### EXERCISE DESCRIPTION
Starting at the first line of the listing below and ending at the line with "negative clicks: (178, 31)", copy each line exactly.
════
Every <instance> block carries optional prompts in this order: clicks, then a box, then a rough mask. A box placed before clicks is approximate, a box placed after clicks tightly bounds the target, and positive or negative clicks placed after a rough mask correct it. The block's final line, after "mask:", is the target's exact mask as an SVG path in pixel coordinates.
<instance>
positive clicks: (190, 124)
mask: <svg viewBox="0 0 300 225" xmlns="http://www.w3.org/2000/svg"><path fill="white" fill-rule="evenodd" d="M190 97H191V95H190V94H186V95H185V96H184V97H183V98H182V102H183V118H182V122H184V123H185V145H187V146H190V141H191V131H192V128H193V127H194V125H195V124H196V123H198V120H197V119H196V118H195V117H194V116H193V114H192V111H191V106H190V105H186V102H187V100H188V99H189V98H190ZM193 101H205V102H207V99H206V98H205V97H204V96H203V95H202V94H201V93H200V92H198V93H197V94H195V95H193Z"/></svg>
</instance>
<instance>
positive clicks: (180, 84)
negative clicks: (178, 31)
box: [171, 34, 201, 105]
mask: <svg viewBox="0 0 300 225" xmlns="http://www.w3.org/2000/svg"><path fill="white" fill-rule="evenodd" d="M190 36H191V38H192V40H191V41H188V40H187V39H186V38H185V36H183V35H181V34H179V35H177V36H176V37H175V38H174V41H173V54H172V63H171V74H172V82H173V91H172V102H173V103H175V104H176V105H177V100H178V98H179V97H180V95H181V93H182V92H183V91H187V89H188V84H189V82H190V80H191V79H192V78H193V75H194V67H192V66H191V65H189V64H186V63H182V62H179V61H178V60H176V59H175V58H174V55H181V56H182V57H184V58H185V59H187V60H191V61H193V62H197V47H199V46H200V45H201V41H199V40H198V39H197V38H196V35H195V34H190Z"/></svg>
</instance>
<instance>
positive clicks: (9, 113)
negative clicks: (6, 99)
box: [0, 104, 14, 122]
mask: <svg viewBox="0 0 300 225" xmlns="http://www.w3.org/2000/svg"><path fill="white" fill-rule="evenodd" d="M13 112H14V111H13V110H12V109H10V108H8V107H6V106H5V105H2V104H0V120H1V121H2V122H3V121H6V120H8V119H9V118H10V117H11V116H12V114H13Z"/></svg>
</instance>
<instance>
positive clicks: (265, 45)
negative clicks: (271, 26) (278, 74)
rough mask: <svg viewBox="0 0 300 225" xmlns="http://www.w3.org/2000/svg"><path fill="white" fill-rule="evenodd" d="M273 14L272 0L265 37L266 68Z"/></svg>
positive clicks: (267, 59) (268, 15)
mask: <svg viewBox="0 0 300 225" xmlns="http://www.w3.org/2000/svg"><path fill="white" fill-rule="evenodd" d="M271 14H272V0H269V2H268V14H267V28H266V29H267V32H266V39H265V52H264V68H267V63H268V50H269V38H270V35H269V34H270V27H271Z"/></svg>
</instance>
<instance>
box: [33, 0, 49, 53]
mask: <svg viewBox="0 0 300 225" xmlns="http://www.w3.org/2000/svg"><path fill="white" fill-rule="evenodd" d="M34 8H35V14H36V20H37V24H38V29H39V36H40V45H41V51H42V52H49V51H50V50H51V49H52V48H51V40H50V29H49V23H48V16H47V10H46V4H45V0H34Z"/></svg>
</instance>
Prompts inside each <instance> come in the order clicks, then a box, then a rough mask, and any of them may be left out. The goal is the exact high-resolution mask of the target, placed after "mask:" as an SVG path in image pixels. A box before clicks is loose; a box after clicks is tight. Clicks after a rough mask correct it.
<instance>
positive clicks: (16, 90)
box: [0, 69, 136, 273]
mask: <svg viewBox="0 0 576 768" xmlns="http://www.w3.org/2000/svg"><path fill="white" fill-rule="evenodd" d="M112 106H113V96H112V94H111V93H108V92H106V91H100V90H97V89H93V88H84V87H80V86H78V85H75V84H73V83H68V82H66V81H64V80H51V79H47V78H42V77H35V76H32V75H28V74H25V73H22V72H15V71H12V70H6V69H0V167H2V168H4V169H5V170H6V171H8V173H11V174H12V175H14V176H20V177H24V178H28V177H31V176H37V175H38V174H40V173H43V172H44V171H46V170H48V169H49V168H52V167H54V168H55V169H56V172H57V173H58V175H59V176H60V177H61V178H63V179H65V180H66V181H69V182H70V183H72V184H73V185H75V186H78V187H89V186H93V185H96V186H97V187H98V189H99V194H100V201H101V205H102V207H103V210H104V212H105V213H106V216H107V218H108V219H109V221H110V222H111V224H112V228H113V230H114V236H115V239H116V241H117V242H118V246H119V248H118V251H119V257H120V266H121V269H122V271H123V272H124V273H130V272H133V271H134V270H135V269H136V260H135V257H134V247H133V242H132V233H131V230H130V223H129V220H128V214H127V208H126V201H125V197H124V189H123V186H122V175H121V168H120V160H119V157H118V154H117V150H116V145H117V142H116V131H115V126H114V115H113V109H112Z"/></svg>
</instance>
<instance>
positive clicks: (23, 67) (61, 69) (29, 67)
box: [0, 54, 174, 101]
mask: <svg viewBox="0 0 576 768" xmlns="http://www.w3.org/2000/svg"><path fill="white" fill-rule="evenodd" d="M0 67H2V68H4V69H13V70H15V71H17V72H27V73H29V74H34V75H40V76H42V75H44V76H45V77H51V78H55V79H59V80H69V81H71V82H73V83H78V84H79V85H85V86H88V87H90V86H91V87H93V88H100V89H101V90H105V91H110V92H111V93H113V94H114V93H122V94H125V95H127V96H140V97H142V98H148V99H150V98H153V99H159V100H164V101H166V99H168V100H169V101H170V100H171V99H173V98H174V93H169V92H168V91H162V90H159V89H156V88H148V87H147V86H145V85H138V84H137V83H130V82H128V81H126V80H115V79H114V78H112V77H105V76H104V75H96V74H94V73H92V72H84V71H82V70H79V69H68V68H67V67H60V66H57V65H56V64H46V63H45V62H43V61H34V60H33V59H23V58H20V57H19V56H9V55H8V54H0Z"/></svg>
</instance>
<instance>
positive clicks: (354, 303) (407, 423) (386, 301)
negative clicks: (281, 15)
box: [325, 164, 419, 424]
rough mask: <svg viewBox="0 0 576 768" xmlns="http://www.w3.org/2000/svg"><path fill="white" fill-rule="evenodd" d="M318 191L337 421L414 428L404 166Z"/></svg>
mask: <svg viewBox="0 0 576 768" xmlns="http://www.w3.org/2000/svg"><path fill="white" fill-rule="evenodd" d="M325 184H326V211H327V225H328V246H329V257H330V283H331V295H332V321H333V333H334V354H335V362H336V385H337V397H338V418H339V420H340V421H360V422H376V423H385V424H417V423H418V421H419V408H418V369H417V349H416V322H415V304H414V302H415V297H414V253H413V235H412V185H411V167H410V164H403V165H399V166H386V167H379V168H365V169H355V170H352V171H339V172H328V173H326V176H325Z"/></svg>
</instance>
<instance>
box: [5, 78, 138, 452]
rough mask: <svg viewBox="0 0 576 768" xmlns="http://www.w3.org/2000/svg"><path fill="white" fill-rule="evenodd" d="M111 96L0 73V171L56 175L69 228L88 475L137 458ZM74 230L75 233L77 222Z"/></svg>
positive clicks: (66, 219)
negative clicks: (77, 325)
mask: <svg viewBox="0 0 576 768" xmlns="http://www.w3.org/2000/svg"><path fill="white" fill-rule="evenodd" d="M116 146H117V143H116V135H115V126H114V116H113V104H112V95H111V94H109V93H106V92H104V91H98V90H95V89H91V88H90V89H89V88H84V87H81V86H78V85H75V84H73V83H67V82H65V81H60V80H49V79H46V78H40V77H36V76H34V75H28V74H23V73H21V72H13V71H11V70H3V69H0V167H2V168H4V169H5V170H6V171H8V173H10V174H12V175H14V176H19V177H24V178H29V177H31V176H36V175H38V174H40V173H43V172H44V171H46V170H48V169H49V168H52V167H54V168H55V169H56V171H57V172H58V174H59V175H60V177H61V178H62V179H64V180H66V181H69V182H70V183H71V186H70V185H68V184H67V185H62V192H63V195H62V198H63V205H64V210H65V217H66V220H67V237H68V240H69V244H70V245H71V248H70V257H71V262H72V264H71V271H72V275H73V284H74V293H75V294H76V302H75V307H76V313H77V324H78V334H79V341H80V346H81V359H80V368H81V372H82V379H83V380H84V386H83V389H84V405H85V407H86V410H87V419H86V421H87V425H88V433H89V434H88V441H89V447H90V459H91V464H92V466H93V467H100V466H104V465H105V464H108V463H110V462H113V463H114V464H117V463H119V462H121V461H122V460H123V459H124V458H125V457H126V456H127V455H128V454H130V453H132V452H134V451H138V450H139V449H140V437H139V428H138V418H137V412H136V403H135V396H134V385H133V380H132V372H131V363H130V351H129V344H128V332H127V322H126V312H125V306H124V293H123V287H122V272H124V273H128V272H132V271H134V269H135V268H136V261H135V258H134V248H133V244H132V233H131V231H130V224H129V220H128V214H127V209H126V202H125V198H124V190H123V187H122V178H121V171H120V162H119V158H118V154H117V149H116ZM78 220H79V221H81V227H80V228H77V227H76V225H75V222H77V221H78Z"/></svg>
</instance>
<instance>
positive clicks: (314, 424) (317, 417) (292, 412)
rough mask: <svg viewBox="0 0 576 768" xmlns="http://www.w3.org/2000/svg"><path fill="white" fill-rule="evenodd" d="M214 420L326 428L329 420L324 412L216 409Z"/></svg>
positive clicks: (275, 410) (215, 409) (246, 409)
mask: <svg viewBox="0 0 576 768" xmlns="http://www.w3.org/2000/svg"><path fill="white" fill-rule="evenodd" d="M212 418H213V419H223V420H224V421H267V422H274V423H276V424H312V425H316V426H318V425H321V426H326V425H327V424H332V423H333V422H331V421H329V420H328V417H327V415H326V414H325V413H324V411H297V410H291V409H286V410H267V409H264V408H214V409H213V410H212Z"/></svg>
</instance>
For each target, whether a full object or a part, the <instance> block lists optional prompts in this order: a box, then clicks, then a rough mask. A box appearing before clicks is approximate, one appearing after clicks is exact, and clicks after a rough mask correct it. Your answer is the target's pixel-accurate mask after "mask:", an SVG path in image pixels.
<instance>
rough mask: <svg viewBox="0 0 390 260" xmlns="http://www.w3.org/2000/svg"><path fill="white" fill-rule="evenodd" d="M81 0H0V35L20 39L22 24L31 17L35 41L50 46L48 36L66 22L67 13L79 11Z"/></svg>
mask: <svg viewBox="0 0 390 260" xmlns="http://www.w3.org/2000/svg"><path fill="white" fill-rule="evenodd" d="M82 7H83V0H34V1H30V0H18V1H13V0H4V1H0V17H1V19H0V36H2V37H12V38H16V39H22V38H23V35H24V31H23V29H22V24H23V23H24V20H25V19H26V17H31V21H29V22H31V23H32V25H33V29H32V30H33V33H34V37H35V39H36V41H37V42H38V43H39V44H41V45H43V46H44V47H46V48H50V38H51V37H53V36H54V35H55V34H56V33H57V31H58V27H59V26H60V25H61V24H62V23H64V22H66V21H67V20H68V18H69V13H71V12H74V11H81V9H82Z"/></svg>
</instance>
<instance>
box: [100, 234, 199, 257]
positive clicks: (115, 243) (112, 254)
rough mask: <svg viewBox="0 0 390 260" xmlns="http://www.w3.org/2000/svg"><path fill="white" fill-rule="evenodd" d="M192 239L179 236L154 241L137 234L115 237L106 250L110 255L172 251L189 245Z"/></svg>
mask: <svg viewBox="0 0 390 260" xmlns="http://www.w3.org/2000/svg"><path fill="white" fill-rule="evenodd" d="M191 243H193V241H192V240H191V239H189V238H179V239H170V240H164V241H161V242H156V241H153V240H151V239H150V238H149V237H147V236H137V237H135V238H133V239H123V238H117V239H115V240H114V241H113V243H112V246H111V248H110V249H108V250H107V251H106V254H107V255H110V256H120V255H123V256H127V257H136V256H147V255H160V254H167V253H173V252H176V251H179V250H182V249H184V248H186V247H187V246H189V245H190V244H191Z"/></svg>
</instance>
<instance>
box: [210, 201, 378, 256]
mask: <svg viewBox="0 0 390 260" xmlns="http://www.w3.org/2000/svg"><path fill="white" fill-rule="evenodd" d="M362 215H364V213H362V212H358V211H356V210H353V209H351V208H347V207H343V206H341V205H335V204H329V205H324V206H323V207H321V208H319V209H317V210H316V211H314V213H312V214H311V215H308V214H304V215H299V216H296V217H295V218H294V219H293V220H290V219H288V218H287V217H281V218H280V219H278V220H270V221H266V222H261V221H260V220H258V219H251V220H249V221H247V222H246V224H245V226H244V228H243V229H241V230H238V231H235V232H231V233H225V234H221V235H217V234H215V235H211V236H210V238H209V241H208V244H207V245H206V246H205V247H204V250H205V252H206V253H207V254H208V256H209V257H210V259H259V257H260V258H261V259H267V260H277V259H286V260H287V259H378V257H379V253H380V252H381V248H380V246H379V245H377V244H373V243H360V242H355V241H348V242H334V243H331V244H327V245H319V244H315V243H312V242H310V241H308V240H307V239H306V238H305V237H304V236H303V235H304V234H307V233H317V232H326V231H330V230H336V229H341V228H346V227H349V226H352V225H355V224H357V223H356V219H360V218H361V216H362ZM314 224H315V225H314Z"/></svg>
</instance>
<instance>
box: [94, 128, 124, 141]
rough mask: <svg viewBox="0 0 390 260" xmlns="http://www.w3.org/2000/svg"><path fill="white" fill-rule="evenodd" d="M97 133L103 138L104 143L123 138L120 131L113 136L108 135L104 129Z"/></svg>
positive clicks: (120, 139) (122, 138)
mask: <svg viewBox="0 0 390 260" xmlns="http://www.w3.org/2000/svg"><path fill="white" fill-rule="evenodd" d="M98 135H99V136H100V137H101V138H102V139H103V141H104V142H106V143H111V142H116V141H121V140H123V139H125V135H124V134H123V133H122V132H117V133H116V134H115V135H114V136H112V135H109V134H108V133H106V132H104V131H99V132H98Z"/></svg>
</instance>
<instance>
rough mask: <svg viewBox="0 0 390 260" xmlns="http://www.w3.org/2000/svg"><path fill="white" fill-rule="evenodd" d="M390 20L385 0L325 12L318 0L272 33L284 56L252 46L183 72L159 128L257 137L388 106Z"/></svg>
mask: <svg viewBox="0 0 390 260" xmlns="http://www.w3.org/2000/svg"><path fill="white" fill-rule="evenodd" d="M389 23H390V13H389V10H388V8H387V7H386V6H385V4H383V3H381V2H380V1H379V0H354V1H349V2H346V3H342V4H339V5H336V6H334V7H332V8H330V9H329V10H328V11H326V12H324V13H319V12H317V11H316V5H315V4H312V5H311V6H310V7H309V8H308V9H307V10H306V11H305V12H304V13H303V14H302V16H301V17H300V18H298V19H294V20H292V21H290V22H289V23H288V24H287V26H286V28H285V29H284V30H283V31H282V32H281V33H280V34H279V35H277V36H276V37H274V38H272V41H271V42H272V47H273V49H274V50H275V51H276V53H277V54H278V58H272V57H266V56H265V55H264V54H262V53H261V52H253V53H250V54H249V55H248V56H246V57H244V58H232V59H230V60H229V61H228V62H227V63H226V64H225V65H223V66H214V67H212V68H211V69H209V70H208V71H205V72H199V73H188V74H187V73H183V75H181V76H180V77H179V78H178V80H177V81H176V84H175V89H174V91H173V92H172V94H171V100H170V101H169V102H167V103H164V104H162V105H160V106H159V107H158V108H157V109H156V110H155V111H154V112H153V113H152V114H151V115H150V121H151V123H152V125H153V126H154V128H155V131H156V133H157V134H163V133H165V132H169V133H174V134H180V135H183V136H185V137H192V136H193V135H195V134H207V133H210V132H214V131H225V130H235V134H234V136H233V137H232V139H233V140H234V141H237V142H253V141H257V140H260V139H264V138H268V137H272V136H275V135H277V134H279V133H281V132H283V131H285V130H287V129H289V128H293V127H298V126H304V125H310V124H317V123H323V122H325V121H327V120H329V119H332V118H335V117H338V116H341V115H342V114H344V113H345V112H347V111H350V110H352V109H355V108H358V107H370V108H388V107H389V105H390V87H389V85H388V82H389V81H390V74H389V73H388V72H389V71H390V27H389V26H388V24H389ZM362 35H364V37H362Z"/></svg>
════
### ANSWER TO THIS TASK
Every <instance> block carries optional prompts in this order: clicks, then a box, then a rough mask. A box placed before clicks is approximate, a box placed after clicks tightly bounds the target, and positive or negative clicks placed after a rough mask correct it. The block's final line, after "mask:", is the target's exact mask as an SVG path in pixel coordinates.
<instance>
positive clicks: (190, 124)
mask: <svg viewBox="0 0 300 225" xmlns="http://www.w3.org/2000/svg"><path fill="white" fill-rule="evenodd" d="M190 97H191V95H190V94H186V95H185V96H184V97H183V98H182V102H183V118H182V122H184V123H185V145H187V146H190V141H191V131H192V128H193V127H194V125H195V124H196V123H198V120H197V119H196V118H195V117H194V116H193V114H192V111H191V106H190V105H186V102H187V100H188V99H189V98H190ZM193 101H205V102H207V99H206V98H205V97H204V96H203V95H202V94H201V93H200V92H198V93H197V94H195V95H193Z"/></svg>
</instance>
<instance>
positive clicks: (180, 84)
negative clicks: (178, 31)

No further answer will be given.